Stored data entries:
• • • • • • •

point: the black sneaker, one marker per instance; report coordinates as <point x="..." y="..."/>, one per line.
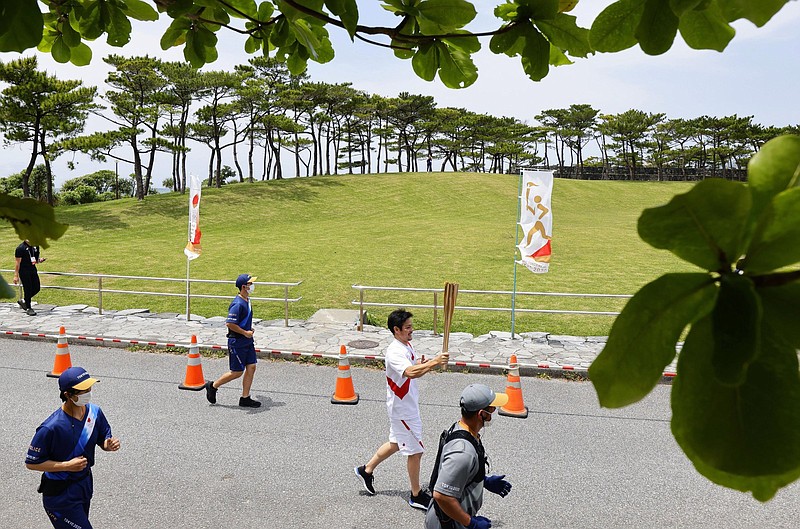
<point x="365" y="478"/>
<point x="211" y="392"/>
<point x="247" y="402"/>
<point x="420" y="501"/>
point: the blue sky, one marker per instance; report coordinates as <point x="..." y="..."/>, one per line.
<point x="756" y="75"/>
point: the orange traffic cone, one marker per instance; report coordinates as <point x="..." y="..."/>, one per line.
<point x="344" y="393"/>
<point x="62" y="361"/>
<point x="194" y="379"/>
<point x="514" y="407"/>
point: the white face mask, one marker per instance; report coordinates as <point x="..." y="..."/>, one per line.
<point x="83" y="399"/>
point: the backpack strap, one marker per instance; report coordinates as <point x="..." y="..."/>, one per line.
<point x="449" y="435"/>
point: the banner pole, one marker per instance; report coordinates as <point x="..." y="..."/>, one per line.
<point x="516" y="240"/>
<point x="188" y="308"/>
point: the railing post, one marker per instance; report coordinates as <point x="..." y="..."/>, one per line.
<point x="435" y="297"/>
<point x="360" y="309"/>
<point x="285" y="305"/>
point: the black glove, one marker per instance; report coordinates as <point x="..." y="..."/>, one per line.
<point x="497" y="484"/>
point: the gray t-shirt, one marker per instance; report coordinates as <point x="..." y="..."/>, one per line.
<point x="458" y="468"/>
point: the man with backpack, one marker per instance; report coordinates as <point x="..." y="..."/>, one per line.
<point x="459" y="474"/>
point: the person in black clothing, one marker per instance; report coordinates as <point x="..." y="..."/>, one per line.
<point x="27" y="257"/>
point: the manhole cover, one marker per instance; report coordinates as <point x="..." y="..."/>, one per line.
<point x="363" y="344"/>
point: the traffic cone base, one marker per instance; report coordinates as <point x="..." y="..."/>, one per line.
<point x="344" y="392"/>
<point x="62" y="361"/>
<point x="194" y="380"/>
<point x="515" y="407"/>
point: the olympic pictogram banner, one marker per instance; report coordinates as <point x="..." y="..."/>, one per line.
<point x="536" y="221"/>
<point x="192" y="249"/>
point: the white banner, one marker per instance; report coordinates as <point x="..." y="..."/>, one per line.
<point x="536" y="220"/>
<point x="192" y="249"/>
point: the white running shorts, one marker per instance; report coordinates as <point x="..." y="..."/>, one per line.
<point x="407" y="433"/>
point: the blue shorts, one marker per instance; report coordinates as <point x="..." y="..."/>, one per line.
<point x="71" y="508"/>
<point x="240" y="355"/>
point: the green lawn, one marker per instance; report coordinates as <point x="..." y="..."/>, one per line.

• • • • • • •

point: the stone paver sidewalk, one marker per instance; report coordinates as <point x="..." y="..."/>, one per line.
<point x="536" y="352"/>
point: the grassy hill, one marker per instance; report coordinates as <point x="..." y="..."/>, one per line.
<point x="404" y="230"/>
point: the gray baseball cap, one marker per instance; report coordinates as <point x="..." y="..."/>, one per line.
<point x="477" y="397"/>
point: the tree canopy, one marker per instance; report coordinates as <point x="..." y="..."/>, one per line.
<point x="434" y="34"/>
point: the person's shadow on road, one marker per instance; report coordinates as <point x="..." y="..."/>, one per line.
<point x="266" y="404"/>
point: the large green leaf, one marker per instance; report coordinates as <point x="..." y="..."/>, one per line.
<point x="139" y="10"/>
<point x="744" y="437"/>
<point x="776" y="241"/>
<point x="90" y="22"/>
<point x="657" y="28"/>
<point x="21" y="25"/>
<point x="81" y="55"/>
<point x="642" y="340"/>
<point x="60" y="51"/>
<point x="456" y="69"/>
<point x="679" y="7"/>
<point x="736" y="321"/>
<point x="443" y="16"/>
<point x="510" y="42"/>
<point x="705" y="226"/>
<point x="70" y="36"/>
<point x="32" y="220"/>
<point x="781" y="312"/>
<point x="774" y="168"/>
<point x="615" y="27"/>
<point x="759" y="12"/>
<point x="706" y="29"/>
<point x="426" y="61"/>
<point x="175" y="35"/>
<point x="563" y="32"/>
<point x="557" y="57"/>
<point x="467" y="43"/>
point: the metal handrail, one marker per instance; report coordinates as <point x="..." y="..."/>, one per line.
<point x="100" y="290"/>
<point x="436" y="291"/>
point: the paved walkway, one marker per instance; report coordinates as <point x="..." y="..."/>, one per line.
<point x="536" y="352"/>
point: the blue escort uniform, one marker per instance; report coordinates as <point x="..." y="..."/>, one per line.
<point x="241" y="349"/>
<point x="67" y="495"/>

• • • • • • •

[Task prompt] One stretch of the lines above is wanted, from the line that contains "point: the white banner, one" through the line that contains "point: the green". Output it exactly.

[Exercise result]
point: the white banner, one marker per instance; report coordinates as <point x="..." y="..."/>, one per line.
<point x="536" y="220"/>
<point x="192" y="249"/>
point: the white running shorts, one marker per instance; report coordinates as <point x="..." y="..."/>, one per line.
<point x="407" y="433"/>
point: the blue shorts, one marker per instance; report coordinates as <point x="..." y="..."/>, one per line.
<point x="71" y="508"/>
<point x="240" y="355"/>
point: the green lawn, one marker per instance; report coordinates as <point x="..." y="..."/>, one per line.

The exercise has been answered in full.